■ **Задание 1**
Перепишите без изменений фрагмент текста о Батюшкове, начиная со слов «Отсюда, с Батюшкова, открывается» и заканчивая словами «написано сквозь слезы.».

■ **Предоставленный текст**
Появление в «Вестнике Европы» в 1816 году «Тени друга» стало особым моментом для наиболее восприимчивой и совестливой части русского дворянства. Поэтическое осмысление Батюшковым гибели друга и читательский резонанс от этого осмысления помогли утверждению в обществе нового понимания ценности человеческой жизни. Для читателя Батюшкова смерть человека уже не может быть исчезновением «всего лишь одного человека» — это утрата целой вселенной, это потрясение всего мироздания.
Отсюда, с Батюшкова, открывается прямой путь к фронтовой поэзии Великой Отечественной, к поэмам «Сын» Павла Антокольского и «Зинка» Юлии Друниной, к стихам Александра Твардовского «Я убит подо Ржевом…» и Сергея Орлова «Его зарыли в шар земной», к песням о «Сережке с Малой Бронной и Витьке с Моховой» и о «Лёньке Королеве»…
Батюшков беспрестанно возвращается к памяти друга. В очерке «Воспоминание мест, сражений и путешествий» он описывает последние встречи с Иваном Петиным, и кажется, что каждое слово здесь написано сквозь слезы.
«…Приятель мой уснул геройским сном на кровавых полях Лейпцига… Дружество и благодарность запечатлели его образ в душе моей… Он будет путеводителем к добру; с ним неразлучный, я не стану бледнеть под ядрами, не изменю чести… Мы увидимся в лучшем мире…»[324]
Возможно, еще один портрет друга, последний поклон ему, Батюшков оставил в большом стихотворении «Переход через Рейн. 1814», опубликованном в 1817 году:
…Там всадник, опершись на светлу сталь копья,Задумчив и один, на береге высокомСтоит и жадным ловит окомРеки излучистой последние края.Быть может, он воспоминаетРеку своих родимых мест —И на груди свой медный крестНевольно к сердцу прижимает…[325]
Даже когда тяжелый душевный недуг охватил Батюшкова, и окружающим казалось, что все былое для поэта перестало существовать, об Иване Петине он и тогда помнил.

■ **Предоставленные записи**
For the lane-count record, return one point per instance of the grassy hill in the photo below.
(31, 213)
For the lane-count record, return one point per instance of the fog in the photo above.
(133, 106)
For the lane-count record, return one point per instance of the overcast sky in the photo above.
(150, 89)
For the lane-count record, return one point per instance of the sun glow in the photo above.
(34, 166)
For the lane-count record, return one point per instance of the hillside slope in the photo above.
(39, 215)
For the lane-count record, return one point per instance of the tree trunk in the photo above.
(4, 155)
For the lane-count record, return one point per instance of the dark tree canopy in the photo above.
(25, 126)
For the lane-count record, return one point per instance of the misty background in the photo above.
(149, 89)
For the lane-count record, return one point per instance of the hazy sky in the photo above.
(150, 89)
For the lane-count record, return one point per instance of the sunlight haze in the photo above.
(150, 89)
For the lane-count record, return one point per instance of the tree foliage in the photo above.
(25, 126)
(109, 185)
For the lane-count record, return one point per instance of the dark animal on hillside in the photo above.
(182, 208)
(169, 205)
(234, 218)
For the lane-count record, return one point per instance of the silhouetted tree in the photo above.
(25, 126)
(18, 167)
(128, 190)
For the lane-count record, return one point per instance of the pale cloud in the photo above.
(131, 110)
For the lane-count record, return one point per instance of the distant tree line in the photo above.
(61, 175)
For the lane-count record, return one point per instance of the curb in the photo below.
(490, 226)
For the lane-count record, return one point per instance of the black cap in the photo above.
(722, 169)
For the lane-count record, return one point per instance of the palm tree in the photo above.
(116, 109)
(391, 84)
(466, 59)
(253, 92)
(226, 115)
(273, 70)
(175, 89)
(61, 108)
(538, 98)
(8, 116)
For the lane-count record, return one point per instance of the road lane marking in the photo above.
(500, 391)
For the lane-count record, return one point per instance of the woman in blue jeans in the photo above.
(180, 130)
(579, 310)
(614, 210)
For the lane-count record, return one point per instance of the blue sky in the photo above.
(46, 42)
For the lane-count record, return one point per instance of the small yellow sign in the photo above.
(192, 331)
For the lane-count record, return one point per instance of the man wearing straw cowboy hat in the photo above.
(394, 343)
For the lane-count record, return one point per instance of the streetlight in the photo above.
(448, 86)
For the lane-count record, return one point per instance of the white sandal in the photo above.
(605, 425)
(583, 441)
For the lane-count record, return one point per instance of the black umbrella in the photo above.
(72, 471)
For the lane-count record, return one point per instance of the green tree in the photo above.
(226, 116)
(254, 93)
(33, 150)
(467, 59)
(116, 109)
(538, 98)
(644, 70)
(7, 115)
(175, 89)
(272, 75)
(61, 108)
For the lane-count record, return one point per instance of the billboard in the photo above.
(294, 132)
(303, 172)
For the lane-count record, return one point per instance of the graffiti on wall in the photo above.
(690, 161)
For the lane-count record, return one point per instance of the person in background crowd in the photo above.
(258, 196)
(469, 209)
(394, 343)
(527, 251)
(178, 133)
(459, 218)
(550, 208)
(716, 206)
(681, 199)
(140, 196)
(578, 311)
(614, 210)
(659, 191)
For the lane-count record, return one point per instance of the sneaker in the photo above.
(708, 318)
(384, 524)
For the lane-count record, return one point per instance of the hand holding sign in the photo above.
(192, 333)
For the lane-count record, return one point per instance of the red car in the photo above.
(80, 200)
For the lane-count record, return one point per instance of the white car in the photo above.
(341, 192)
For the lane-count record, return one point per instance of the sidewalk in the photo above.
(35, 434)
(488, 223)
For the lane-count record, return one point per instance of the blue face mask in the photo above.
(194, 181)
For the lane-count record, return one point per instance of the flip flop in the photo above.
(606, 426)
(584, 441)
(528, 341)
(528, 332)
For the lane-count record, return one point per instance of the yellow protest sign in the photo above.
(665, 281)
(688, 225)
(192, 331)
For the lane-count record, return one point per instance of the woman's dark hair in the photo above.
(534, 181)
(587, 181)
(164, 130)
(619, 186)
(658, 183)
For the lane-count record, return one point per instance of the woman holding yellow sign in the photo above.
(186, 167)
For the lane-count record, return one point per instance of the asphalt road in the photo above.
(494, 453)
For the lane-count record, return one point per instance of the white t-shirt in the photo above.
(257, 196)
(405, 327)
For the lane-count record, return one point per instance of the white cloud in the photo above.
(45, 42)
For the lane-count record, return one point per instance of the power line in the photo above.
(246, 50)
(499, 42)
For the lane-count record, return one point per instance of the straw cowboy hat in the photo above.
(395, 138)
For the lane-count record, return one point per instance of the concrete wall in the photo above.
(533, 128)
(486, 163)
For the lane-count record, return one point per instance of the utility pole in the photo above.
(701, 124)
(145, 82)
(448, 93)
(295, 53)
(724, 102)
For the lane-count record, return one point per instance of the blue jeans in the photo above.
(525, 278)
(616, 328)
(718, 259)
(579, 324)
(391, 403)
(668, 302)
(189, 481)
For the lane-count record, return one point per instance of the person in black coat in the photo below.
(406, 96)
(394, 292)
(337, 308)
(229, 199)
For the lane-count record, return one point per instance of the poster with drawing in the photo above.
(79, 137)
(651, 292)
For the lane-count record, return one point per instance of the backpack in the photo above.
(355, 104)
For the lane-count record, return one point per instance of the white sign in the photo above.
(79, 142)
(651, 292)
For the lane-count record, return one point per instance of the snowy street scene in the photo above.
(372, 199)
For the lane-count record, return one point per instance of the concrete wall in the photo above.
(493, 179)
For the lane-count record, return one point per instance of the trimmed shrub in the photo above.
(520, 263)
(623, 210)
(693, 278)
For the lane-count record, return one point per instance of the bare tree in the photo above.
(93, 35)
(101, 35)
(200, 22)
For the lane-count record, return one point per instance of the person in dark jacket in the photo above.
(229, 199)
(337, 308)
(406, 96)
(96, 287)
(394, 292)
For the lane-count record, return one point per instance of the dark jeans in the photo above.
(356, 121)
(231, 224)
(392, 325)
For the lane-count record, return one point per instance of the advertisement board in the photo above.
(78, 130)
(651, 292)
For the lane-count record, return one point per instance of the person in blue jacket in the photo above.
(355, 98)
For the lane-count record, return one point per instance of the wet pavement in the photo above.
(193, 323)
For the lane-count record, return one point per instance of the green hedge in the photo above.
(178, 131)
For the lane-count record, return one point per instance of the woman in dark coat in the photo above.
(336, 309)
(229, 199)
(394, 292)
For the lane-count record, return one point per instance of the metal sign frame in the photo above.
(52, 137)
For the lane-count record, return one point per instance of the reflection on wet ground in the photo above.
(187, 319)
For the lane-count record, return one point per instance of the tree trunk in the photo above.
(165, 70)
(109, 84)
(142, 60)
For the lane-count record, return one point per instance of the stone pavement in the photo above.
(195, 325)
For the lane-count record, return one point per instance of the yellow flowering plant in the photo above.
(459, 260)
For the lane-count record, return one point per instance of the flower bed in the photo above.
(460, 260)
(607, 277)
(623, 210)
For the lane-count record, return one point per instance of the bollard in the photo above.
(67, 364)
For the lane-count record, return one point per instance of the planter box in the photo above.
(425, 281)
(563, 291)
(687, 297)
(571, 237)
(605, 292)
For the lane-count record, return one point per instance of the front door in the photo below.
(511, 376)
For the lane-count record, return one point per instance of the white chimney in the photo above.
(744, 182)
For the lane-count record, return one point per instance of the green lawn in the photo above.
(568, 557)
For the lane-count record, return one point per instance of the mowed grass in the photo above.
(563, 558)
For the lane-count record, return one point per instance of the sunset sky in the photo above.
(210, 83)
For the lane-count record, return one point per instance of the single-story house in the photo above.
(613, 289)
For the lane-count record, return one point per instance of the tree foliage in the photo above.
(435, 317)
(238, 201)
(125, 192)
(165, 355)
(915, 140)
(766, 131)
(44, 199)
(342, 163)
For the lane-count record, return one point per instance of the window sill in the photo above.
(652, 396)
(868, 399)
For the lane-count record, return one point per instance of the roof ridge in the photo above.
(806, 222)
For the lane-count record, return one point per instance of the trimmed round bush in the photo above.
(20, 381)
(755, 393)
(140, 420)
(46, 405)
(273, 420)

■ **Задание 2**
Найдите в записях выше каждую строку, где встречается строка «sign», и выпишите эти строки. Регистр букв учитывается.

■ **Итоговый ответ 1**
Отсюда, с Батюшкова, открывается прямой путь к фронтовой поэзии Великой Отечественной, к поэмам «Сын» Павла Антокольского и «Зинка» Юлии Друниной, к стихам Александра Твардовского «Я убит подо Ржевом…» и Сергея Орлова «Его зарыли в шар земной», к песням о «Сережке с Малой Бронной и Витьке с Моховой» и о «Лёньке Королеве»…
Батюшков беспрестанно возвращается к памяти друга. В очерке «Воспоминание мест, сражений и путешествий» он описывает последние встречи с Иваном Петиным, и кажется, что каждое слово здесь написано сквозь слезы.

■ **Итоговый ответ 2**
For the lane-count record, return one point per instance of the small yellow sign in the photo above.
For the lane-count record, return one point per instance of the hand holding sign in the photo above.
For the lane-count record, return one point per instance of the yellow protest sign in the photo above.
For the lane-count record, return one point per instance of the woman holding yellow sign in the photo above.
For the lane-count record, return one point per instance of the white sign in the photo above.
For the lane-count record, return one point per instance of the metal sign frame in the photo above.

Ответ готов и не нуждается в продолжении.